> [Task requirements] Show every line of the items below that contains the word "black".

# # # #

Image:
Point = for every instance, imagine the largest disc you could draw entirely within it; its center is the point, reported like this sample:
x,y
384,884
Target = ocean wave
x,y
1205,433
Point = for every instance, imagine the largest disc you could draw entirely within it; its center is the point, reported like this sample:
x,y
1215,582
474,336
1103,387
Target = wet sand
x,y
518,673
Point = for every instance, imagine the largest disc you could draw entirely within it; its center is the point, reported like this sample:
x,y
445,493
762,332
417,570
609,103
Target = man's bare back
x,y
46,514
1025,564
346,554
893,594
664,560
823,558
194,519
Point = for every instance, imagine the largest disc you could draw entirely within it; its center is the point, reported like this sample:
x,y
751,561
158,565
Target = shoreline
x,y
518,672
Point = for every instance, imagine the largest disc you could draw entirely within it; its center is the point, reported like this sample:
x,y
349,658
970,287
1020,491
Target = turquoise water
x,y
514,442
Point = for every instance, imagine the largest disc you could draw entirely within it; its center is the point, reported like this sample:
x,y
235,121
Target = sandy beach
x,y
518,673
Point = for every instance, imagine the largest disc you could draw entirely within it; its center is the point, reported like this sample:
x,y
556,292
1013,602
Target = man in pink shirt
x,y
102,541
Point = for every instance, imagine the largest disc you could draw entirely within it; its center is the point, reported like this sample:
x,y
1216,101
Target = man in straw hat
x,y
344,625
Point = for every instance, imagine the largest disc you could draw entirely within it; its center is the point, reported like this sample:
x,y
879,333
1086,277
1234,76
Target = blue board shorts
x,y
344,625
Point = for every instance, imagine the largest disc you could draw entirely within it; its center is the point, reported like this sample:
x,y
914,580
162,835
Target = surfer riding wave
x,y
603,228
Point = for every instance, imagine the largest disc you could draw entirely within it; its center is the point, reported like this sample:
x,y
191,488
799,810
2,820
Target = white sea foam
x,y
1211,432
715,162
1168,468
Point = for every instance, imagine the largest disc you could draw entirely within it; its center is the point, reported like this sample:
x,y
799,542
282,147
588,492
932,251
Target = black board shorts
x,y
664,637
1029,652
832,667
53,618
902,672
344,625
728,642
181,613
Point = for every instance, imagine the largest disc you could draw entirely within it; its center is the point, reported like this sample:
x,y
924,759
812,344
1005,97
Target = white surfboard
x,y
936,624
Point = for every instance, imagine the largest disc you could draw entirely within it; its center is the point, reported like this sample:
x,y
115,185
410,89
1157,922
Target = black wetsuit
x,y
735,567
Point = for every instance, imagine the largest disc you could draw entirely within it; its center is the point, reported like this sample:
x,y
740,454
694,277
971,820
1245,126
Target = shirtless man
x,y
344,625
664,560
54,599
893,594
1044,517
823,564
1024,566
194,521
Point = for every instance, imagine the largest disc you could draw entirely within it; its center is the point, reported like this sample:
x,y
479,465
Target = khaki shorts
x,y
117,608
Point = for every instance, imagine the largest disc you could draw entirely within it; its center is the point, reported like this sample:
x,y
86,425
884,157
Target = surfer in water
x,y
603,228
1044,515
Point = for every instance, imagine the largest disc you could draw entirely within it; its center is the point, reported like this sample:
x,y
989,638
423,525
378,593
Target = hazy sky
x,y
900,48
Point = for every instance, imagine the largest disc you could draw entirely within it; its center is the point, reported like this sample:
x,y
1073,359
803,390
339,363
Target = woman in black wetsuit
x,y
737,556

# # # #

> [The solution]
Target = black board shorts
Target = black wetsuit
Target = woman in black wetsuit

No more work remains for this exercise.